WRITTEN TASK:
Rewrite the rows below, changing "straight edges" to "straight sides" everywhere and leaving everything else the same.

ENTRIES SHOWN:
>> start

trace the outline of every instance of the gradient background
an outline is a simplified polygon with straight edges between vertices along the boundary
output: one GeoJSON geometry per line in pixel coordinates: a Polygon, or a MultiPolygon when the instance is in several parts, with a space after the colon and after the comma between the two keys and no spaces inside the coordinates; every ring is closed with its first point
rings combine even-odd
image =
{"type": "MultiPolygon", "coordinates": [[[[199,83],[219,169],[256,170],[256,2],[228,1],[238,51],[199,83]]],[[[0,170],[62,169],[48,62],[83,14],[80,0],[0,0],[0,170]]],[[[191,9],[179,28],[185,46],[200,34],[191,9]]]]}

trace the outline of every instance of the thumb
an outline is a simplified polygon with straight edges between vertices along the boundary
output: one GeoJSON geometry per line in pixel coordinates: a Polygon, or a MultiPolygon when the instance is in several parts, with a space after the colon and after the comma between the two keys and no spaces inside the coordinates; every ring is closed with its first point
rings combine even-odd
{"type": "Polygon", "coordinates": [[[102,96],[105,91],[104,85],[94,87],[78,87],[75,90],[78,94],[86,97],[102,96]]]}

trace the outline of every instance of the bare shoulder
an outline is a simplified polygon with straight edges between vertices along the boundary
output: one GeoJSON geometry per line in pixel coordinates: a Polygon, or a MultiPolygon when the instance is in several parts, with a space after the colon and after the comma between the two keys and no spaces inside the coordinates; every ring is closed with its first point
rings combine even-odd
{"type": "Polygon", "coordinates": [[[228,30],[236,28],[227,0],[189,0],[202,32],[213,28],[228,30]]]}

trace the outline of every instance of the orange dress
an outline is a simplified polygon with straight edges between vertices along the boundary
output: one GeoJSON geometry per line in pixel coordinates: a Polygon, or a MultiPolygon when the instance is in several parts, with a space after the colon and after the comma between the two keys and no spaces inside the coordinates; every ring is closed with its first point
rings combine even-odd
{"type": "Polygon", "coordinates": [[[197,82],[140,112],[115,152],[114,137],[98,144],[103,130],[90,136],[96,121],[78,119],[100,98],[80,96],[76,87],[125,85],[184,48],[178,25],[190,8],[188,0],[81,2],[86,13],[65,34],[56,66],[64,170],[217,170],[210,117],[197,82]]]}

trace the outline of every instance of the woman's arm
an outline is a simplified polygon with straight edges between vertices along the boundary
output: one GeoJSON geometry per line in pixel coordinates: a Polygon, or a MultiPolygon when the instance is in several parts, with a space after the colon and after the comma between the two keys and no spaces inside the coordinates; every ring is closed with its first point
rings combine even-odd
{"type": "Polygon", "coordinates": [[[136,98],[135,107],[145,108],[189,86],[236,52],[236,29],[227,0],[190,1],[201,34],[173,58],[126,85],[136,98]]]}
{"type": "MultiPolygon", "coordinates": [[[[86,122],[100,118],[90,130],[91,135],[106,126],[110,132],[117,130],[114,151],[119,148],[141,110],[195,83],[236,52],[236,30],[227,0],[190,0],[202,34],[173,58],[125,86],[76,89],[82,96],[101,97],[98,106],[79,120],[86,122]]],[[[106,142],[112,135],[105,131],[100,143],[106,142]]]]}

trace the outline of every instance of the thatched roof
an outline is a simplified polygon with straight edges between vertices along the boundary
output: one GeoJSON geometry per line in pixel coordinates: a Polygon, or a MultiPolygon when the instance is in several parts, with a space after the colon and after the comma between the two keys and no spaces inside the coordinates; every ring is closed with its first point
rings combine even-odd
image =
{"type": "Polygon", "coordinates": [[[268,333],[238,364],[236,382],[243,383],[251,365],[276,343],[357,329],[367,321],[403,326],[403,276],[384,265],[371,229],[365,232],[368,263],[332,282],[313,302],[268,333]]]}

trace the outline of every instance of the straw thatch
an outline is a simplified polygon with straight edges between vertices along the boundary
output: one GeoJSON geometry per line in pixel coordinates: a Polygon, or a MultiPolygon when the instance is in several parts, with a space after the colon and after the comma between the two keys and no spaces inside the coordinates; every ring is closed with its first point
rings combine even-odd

>> end

ANSWER TO THE TASK:
trace the outline of every instance of the gradient background
an outline is a simplified polygon with straight sides between vertices along the boundary
output: one GeoJSON geometry per line in pixel coordinates: a Polygon, or a MultiPolygon when the instance is in several parts, with a space after the colon and after the comma between the two keys and no spaces inside the coordinates; every ring is closed with its first point
rings combine even-odd
image =
{"type": "MultiPolygon", "coordinates": [[[[199,83],[219,169],[256,170],[256,2],[228,1],[238,51],[199,83]]],[[[0,170],[62,169],[48,62],[83,14],[80,0],[0,0],[0,170]]],[[[191,9],[179,28],[185,46],[200,34],[191,9]]]]}

trace the outline of every instance of the thumb
an outline is a simplified polygon with straight sides between vertices along the boundary
output: one GeoJSON geometry per line in pixel coordinates: a Polygon, or a MultiPolygon when the instance is in several parts, with a space after the colon and after the comma between the two keys and no spaces inside the coordinates; every ring is closed with its first point
rings combine even-odd
{"type": "Polygon", "coordinates": [[[102,96],[105,91],[104,85],[94,87],[78,87],[75,90],[78,94],[86,97],[102,96]]]}

trace the outline of every instance of the bare shoulder
an outline is a simplified polygon with straight sides between vertices along the boundary
output: one GeoJSON geometry per line in pixel coordinates: a Polygon, or a MultiPolygon when the instance is in several parts, with a space after the colon and after the comma between the two keys and no spaces inside the coordinates; every ring is closed with its first point
rings combine even-odd
{"type": "Polygon", "coordinates": [[[228,30],[236,28],[227,0],[189,0],[202,32],[213,28],[228,30]]]}

trace the outline of every instance of the orange dress
an outline is a simplified polygon with straight sides between vertices along the boundary
output: one GeoJSON geometry per line in pixel coordinates: a Polygon, or a MultiPolygon when the instance is in several parts, with a space after the colon and after the comma between the two keys and no spaces inside the coordinates; every ring is closed with its first point
rings combine even-odd
{"type": "Polygon", "coordinates": [[[197,82],[140,112],[115,152],[114,137],[98,144],[103,130],[90,136],[96,121],[78,119],[100,98],[80,96],[76,87],[125,85],[184,48],[178,25],[190,8],[188,0],[81,2],[86,13],[65,34],[56,66],[64,170],[217,170],[210,117],[197,82]]]}

trace the outline of every instance of the woman's arm
an outline is a simplified polygon with straight sides between vertices along the boundary
output: one GeoJSON geometry per line in pixel coordinates: a Polygon, or a MultiPolygon when the instance is in several parts, with a space after the colon and after the comma between the two keys and no spaces inside the coordinates; every ring is closed with its first point
rings combine even-odd
{"type": "Polygon", "coordinates": [[[136,98],[135,107],[145,108],[189,86],[236,52],[236,29],[227,0],[190,1],[201,34],[173,58],[126,85],[136,98]]]}
{"type": "MultiPolygon", "coordinates": [[[[86,122],[100,118],[90,130],[91,135],[106,126],[110,132],[117,130],[114,151],[119,148],[141,110],[195,83],[236,52],[236,30],[227,0],[190,0],[202,34],[173,58],[125,86],[76,89],[82,96],[101,97],[98,106],[79,120],[86,122]]],[[[106,142],[112,135],[105,131],[100,143],[106,142]]]]}

trace the outline of every instance of the thatched roof
an outline is a simplified polygon with straight sides between vertices along the boundary
output: one GeoJSON geometry per line in pixel coordinates: a Polygon, or a MultiPolygon when the instance is in several parts, with a space after the colon and after the comma between the two keys and no spaces inside the coordinates; every ring is closed with its first point
rings combine even-odd
image =
{"type": "Polygon", "coordinates": [[[268,333],[238,364],[236,382],[243,383],[251,365],[276,343],[357,329],[367,321],[403,326],[403,276],[384,265],[371,229],[365,232],[368,263],[332,282],[313,302],[268,333]]]}

trace the outline of every instance of the straw thatch
an outline is a simplified polygon with straight sides between vertices along the boundary
output: one GeoJSON geometry per line in pixel coordinates: a Polygon, or a MultiPolygon when the instance is in several parts, with a space after the colon and after the comma between the two keys and no spaces inside the coordinates; every ring is closed with its first point
rings combine even-odd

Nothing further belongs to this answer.